What Are Thyroid Nodules?

Your thyroid is a small, powerful gland located in your neck. It makes thyroid hormone, which affects your metabolism, heart rate, and many other systems in the body. Sometimes, cells can grow out of control and form a lump on your thyroid. Doctors call these “thyroid nodules.” They may be solid or filled with fluid.

What Causes Them?

It’s not always clear why a person gets thyroid nodules. Several medical conditions can cause them to form. They include:

  • Thyroiditis: This is chronic inflammation of the thyroid. One type of thyroiditis is called Hashimoto’s disease. It’s associated with low thyroid activity (hypothyroidism).
  • Iodine deficiency: A diet that lacks iodine can result in thyroid nodules. This is uncommon in the U.S., since iodine is added to many foods.
  • Thyroid adenoma: This is an unexplained overgrowth of thyroid tissue. Most adenomas are harmless, but some produce thyroid hormone. This leads to an overactive thyroid (hyperthyroidism).

[Referring expression pointing data]
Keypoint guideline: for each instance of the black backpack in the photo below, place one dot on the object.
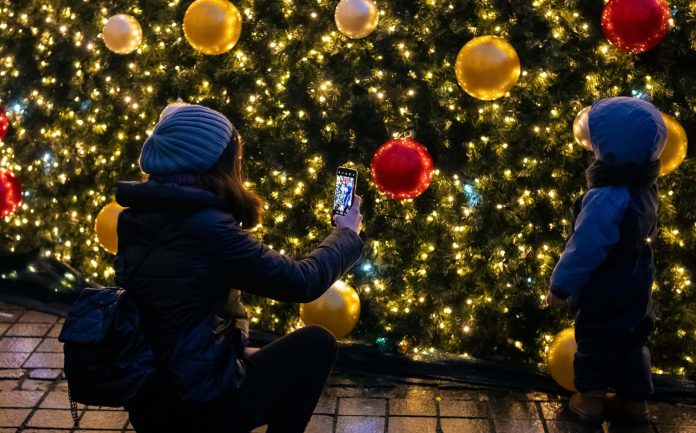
(108, 360)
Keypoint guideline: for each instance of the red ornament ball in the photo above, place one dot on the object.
(636, 26)
(4, 124)
(402, 168)
(10, 193)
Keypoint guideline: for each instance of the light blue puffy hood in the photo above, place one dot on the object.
(626, 130)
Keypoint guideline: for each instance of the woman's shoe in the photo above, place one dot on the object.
(589, 406)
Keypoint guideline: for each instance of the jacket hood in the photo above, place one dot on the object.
(626, 130)
(153, 195)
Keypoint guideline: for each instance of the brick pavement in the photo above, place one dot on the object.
(33, 398)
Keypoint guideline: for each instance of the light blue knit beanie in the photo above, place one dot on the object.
(190, 139)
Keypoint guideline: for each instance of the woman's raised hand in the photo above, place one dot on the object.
(353, 218)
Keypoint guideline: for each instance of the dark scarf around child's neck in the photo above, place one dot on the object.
(602, 174)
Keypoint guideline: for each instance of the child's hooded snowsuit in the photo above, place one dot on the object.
(607, 267)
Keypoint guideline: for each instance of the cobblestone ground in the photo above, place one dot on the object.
(33, 398)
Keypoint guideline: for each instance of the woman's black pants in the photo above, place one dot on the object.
(282, 386)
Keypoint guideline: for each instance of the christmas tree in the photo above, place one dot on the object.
(464, 267)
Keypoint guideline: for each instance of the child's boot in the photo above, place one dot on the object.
(588, 405)
(635, 410)
(630, 410)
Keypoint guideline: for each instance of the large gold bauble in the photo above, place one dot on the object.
(675, 147)
(581, 128)
(212, 26)
(106, 226)
(487, 67)
(337, 310)
(560, 358)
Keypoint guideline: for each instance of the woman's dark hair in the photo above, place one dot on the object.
(226, 178)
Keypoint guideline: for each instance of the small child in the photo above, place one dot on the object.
(606, 271)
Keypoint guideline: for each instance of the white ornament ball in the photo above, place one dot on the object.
(356, 18)
(122, 34)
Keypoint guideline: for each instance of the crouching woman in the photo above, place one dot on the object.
(184, 256)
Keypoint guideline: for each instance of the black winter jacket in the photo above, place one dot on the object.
(181, 255)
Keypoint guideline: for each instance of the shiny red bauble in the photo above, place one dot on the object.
(636, 25)
(402, 168)
(4, 124)
(10, 193)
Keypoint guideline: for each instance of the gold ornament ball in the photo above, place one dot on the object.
(560, 357)
(356, 18)
(581, 128)
(487, 67)
(337, 310)
(675, 147)
(169, 109)
(122, 34)
(106, 226)
(212, 26)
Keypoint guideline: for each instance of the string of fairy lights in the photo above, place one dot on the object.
(475, 227)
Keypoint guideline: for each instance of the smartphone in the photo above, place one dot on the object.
(346, 180)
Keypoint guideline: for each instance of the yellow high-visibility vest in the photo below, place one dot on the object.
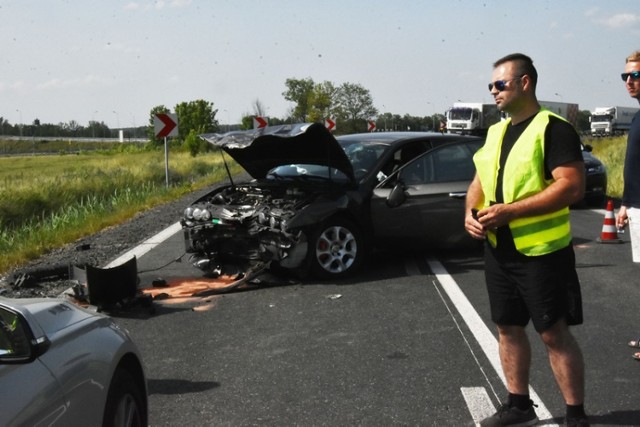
(523, 176)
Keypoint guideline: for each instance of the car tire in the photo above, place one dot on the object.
(125, 402)
(336, 249)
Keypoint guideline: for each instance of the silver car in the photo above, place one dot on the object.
(63, 365)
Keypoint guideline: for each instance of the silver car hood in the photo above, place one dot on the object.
(260, 150)
(51, 314)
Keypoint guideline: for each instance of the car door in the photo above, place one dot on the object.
(433, 188)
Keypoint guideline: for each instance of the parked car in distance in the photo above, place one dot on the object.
(62, 365)
(318, 203)
(596, 178)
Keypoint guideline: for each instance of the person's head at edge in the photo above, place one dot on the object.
(632, 84)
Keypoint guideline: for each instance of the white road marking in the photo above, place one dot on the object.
(147, 245)
(480, 331)
(478, 402)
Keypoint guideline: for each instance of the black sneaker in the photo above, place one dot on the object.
(511, 416)
(576, 422)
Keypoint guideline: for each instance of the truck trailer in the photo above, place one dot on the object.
(610, 121)
(564, 109)
(471, 118)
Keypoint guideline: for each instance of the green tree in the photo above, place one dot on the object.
(299, 91)
(354, 106)
(194, 144)
(321, 101)
(198, 116)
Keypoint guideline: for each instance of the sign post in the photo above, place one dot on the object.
(165, 125)
(260, 122)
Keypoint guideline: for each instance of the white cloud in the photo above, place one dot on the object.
(617, 21)
(622, 20)
(56, 83)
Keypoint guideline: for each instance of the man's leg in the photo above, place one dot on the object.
(566, 362)
(515, 356)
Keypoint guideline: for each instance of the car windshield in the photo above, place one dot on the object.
(306, 172)
(362, 155)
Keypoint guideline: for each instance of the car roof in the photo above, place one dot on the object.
(392, 138)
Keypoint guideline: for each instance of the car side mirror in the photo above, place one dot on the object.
(17, 343)
(397, 195)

*Problem to solve*:
According to the thyroid nodules text, why is iodine deficiency uncommon in the U.S.?

*Solved exercise*:
Iodine is added to many foods.